* **What is expected**
Filter the items below and copy every line that contains the word "street". Case counts, so match only that exact capitalization.

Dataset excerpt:

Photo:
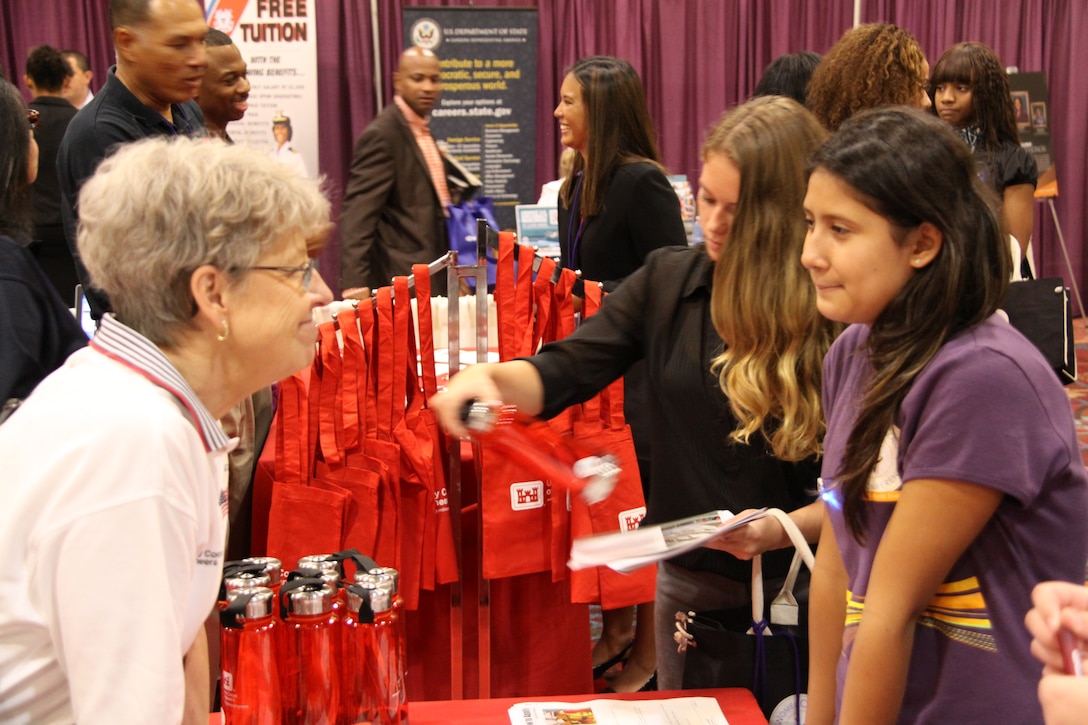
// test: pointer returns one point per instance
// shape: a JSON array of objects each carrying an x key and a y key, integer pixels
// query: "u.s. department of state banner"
[{"x": 277, "y": 39}]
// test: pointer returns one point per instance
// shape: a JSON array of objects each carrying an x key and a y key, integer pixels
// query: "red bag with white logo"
[
  {"x": 602, "y": 428},
  {"x": 524, "y": 521}
]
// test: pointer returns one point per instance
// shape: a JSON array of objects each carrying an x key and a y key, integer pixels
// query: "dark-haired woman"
[
  {"x": 47, "y": 76},
  {"x": 971, "y": 91},
  {"x": 943, "y": 502},
  {"x": 37, "y": 332},
  {"x": 615, "y": 208}
]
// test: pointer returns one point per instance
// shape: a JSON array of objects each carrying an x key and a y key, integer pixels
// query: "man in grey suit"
[{"x": 394, "y": 205}]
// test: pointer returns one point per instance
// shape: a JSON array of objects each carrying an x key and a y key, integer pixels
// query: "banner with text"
[
  {"x": 277, "y": 39},
  {"x": 487, "y": 110},
  {"x": 1031, "y": 108}
]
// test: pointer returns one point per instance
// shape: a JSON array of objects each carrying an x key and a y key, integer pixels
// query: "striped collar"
[{"x": 134, "y": 351}]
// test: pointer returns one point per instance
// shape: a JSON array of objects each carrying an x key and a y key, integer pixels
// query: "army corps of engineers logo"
[{"x": 425, "y": 33}]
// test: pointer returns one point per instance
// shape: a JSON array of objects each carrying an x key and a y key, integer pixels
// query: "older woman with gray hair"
[{"x": 114, "y": 481}]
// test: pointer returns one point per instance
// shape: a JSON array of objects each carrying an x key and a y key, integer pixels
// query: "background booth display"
[{"x": 695, "y": 58}]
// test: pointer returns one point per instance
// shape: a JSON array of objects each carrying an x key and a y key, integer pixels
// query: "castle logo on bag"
[
  {"x": 527, "y": 495},
  {"x": 629, "y": 519}
]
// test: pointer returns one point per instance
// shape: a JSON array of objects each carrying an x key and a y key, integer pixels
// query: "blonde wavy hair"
[{"x": 763, "y": 303}]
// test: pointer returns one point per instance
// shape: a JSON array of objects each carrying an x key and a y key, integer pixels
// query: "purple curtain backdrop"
[
  {"x": 697, "y": 58},
  {"x": 1033, "y": 35}
]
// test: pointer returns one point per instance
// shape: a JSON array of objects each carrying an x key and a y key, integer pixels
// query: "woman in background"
[
  {"x": 738, "y": 422},
  {"x": 48, "y": 76},
  {"x": 37, "y": 331},
  {"x": 943, "y": 502},
  {"x": 789, "y": 75},
  {"x": 971, "y": 91},
  {"x": 207, "y": 254},
  {"x": 616, "y": 207},
  {"x": 870, "y": 65}
]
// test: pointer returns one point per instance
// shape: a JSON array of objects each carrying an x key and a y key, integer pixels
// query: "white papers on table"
[{"x": 629, "y": 550}]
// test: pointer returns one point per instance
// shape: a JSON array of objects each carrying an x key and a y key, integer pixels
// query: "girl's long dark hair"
[
  {"x": 15, "y": 219},
  {"x": 620, "y": 130},
  {"x": 911, "y": 168},
  {"x": 976, "y": 65}
]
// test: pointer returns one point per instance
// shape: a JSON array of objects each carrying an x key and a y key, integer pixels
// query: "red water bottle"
[
  {"x": 363, "y": 688},
  {"x": 311, "y": 685},
  {"x": 240, "y": 574},
  {"x": 249, "y": 656},
  {"x": 323, "y": 562},
  {"x": 271, "y": 566},
  {"x": 533, "y": 443},
  {"x": 386, "y": 656},
  {"x": 388, "y": 579}
]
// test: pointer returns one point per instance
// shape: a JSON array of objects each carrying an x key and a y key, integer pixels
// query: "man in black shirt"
[{"x": 161, "y": 61}]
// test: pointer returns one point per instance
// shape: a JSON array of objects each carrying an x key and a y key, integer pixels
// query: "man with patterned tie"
[{"x": 396, "y": 196}]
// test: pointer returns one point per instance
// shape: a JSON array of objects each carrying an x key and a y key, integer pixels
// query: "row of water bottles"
[{"x": 312, "y": 647}]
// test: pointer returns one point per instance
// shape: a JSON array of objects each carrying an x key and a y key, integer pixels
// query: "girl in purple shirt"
[{"x": 952, "y": 478}]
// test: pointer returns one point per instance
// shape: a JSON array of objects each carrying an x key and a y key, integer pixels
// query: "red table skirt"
[{"x": 739, "y": 707}]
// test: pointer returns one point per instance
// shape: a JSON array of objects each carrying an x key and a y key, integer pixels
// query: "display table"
[{"x": 738, "y": 704}]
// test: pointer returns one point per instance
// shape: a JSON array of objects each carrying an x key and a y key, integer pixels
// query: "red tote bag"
[
  {"x": 367, "y": 438},
  {"x": 446, "y": 568},
  {"x": 331, "y": 468},
  {"x": 603, "y": 429},
  {"x": 303, "y": 519}
]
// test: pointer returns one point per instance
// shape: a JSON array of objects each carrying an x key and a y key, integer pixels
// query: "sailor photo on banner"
[{"x": 277, "y": 40}]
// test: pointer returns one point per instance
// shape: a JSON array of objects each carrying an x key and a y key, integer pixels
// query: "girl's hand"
[
  {"x": 472, "y": 383},
  {"x": 751, "y": 539},
  {"x": 1056, "y": 604}
]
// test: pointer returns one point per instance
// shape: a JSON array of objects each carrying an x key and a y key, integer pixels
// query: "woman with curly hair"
[
  {"x": 733, "y": 346},
  {"x": 971, "y": 91},
  {"x": 872, "y": 65}
]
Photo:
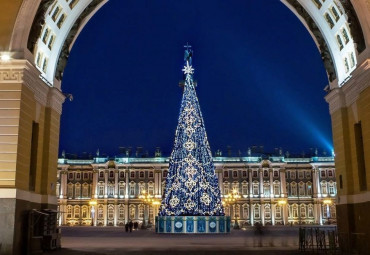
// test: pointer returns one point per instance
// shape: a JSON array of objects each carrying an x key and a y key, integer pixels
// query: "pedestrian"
[{"x": 130, "y": 225}]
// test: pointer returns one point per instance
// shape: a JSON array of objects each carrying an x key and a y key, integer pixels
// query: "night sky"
[{"x": 260, "y": 77}]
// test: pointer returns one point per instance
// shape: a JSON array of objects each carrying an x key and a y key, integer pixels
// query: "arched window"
[
  {"x": 301, "y": 189},
  {"x": 276, "y": 188},
  {"x": 100, "y": 212},
  {"x": 77, "y": 212},
  {"x": 121, "y": 212},
  {"x": 257, "y": 210},
  {"x": 245, "y": 211},
  {"x": 278, "y": 211},
  {"x": 132, "y": 212},
  {"x": 84, "y": 212},
  {"x": 69, "y": 211},
  {"x": 110, "y": 212},
  {"x": 267, "y": 211},
  {"x": 303, "y": 211}
]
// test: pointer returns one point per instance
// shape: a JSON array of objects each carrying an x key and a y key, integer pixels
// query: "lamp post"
[
  {"x": 327, "y": 202},
  {"x": 92, "y": 204},
  {"x": 148, "y": 200},
  {"x": 230, "y": 199}
]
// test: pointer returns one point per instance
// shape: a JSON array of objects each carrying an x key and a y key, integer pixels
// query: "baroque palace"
[{"x": 270, "y": 190}]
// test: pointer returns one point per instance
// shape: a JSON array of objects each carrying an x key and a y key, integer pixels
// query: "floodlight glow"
[{"x": 5, "y": 57}]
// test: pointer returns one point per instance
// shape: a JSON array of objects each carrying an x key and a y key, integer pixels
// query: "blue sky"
[{"x": 260, "y": 77}]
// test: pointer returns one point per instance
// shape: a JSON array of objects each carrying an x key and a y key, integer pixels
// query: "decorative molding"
[{"x": 354, "y": 199}]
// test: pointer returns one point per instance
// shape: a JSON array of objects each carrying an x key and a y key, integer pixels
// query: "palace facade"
[{"x": 270, "y": 190}]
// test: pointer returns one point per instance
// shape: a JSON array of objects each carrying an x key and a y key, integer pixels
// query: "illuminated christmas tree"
[{"x": 192, "y": 185}]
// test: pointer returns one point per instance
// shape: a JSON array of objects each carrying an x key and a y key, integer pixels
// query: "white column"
[{"x": 116, "y": 183}]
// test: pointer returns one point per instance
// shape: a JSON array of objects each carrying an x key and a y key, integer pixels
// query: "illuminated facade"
[{"x": 272, "y": 191}]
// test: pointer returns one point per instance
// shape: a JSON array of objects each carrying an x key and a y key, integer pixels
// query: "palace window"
[
  {"x": 301, "y": 189},
  {"x": 266, "y": 189},
  {"x": 70, "y": 190},
  {"x": 340, "y": 43},
  {"x": 61, "y": 20},
  {"x": 303, "y": 211},
  {"x": 132, "y": 174},
  {"x": 267, "y": 211},
  {"x": 310, "y": 211},
  {"x": 77, "y": 212},
  {"x": 100, "y": 212},
  {"x": 257, "y": 211},
  {"x": 110, "y": 212},
  {"x": 56, "y": 13},
  {"x": 141, "y": 174},
  {"x": 245, "y": 188},
  {"x": 121, "y": 189},
  {"x": 84, "y": 212},
  {"x": 245, "y": 211},
  {"x": 226, "y": 188},
  {"x": 292, "y": 175},
  {"x": 73, "y": 3},
  {"x": 69, "y": 211},
  {"x": 121, "y": 212},
  {"x": 141, "y": 211},
  {"x": 324, "y": 188},
  {"x": 335, "y": 13},
  {"x": 276, "y": 188},
  {"x": 293, "y": 189},
  {"x": 132, "y": 190},
  {"x": 132, "y": 211},
  {"x": 278, "y": 211},
  {"x": 255, "y": 189}
]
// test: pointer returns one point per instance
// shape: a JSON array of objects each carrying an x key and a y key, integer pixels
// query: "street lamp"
[
  {"x": 229, "y": 199},
  {"x": 92, "y": 204},
  {"x": 148, "y": 200}
]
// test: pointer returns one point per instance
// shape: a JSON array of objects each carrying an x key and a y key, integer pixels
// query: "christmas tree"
[{"x": 191, "y": 185}]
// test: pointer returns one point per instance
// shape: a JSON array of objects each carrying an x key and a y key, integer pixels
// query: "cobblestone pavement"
[{"x": 114, "y": 240}]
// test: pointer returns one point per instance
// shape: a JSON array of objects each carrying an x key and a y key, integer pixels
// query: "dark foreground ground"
[{"x": 114, "y": 240}]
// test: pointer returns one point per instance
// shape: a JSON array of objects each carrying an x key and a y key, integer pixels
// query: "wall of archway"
[{"x": 36, "y": 37}]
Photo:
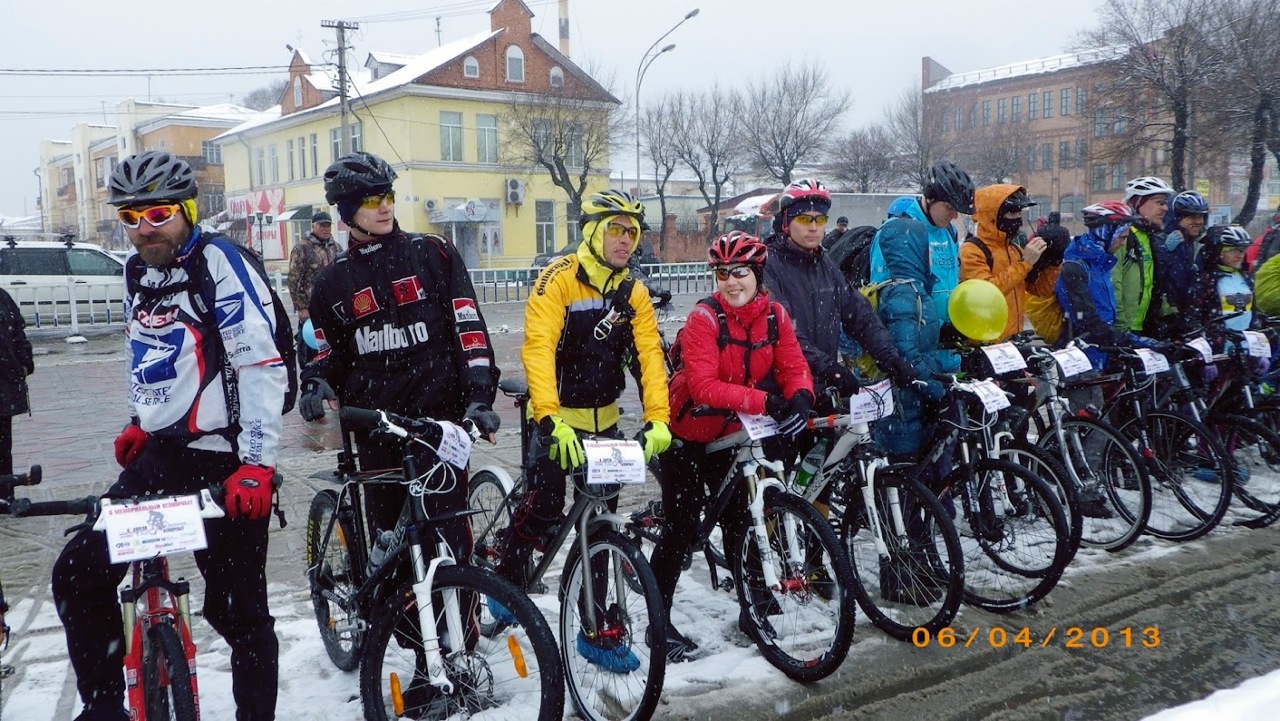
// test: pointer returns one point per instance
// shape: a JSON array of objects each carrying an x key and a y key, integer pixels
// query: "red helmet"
[{"x": 736, "y": 247}]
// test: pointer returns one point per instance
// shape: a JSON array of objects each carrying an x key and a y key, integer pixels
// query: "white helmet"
[{"x": 1146, "y": 186}]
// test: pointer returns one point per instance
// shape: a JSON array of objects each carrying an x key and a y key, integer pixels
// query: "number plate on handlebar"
[
  {"x": 146, "y": 529},
  {"x": 613, "y": 461}
]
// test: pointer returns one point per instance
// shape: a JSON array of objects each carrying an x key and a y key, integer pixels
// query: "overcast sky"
[{"x": 872, "y": 48}]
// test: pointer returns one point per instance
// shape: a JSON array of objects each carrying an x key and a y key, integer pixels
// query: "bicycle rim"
[
  {"x": 339, "y": 629},
  {"x": 1189, "y": 471},
  {"x": 919, "y": 580},
  {"x": 1112, "y": 479},
  {"x": 169, "y": 693},
  {"x": 615, "y": 666},
  {"x": 513, "y": 675},
  {"x": 805, "y": 626}
]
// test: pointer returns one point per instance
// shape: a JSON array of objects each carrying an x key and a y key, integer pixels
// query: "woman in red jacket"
[{"x": 739, "y": 352}]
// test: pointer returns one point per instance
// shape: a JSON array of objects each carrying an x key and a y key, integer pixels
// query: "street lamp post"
[{"x": 645, "y": 60}]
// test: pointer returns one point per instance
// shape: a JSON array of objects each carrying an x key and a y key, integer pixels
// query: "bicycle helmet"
[
  {"x": 1143, "y": 187},
  {"x": 151, "y": 177},
  {"x": 602, "y": 205},
  {"x": 947, "y": 182},
  {"x": 1188, "y": 202},
  {"x": 736, "y": 247},
  {"x": 1107, "y": 213}
]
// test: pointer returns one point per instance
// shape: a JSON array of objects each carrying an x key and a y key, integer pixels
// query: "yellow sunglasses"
[
  {"x": 375, "y": 201},
  {"x": 156, "y": 215}
]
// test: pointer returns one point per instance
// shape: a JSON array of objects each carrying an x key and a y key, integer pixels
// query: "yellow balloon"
[{"x": 978, "y": 310}]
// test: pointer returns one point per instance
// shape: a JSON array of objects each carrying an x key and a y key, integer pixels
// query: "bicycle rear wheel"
[
  {"x": 1189, "y": 471},
  {"x": 513, "y": 675},
  {"x": 615, "y": 644},
  {"x": 330, "y": 573},
  {"x": 168, "y": 685},
  {"x": 805, "y": 625},
  {"x": 919, "y": 580}
]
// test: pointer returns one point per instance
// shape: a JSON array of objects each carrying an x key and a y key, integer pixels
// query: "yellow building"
[{"x": 439, "y": 119}]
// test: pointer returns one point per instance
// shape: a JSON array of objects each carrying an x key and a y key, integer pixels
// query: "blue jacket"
[
  {"x": 913, "y": 324},
  {"x": 944, "y": 251}
]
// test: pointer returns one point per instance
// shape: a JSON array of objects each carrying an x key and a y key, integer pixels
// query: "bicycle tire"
[
  {"x": 626, "y": 631},
  {"x": 817, "y": 598},
  {"x": 1051, "y": 471},
  {"x": 168, "y": 689},
  {"x": 1013, "y": 556},
  {"x": 334, "y": 575},
  {"x": 927, "y": 564},
  {"x": 1111, "y": 471},
  {"x": 493, "y": 675},
  {"x": 1255, "y": 450},
  {"x": 1183, "y": 507}
]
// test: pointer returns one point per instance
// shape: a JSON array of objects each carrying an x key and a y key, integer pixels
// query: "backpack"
[{"x": 201, "y": 287}]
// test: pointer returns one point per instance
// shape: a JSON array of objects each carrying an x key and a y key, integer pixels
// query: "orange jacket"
[{"x": 1008, "y": 269}]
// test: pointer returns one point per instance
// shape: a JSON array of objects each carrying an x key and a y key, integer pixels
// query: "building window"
[
  {"x": 211, "y": 151},
  {"x": 487, "y": 138},
  {"x": 544, "y": 226},
  {"x": 451, "y": 136},
  {"x": 515, "y": 64}
]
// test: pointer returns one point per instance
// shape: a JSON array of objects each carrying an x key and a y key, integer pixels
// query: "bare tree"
[
  {"x": 708, "y": 140},
  {"x": 864, "y": 159},
  {"x": 791, "y": 117},
  {"x": 658, "y": 135},
  {"x": 266, "y": 96},
  {"x": 917, "y": 135}
]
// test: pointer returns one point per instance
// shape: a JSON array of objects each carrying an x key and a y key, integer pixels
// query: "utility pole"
[{"x": 342, "y": 27}]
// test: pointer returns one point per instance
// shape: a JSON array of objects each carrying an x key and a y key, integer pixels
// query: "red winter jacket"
[{"x": 720, "y": 378}]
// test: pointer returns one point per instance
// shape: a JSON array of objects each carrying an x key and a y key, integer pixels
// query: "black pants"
[{"x": 234, "y": 571}]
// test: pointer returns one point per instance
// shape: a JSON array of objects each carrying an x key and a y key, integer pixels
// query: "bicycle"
[
  {"x": 159, "y": 649},
  {"x": 624, "y": 617},
  {"x": 410, "y": 619}
]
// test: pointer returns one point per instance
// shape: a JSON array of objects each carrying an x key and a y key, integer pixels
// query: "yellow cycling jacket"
[{"x": 571, "y": 372}]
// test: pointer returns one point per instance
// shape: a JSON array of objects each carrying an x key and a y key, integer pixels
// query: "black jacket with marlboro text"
[{"x": 400, "y": 329}]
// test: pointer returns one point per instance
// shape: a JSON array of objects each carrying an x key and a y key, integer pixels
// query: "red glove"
[
  {"x": 129, "y": 445},
  {"x": 248, "y": 492}
]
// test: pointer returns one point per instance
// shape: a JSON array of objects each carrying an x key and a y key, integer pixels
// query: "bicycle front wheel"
[
  {"x": 805, "y": 624},
  {"x": 612, "y": 629},
  {"x": 168, "y": 681},
  {"x": 515, "y": 674},
  {"x": 918, "y": 580},
  {"x": 330, "y": 573}
]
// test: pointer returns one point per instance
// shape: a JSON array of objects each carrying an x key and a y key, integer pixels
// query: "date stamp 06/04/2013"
[{"x": 1068, "y": 637}]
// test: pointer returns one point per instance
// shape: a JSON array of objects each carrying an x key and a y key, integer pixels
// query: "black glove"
[
  {"x": 315, "y": 392},
  {"x": 485, "y": 419}
]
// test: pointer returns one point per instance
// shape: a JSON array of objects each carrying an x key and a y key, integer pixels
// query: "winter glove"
[
  {"x": 565, "y": 445},
  {"x": 485, "y": 419},
  {"x": 656, "y": 438},
  {"x": 129, "y": 445},
  {"x": 315, "y": 392},
  {"x": 248, "y": 492}
]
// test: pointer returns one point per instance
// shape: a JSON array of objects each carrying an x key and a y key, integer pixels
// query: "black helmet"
[
  {"x": 357, "y": 174},
  {"x": 150, "y": 177},
  {"x": 947, "y": 182}
]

* **Final result**
// query: "street lamp"
// query: "street lamp post"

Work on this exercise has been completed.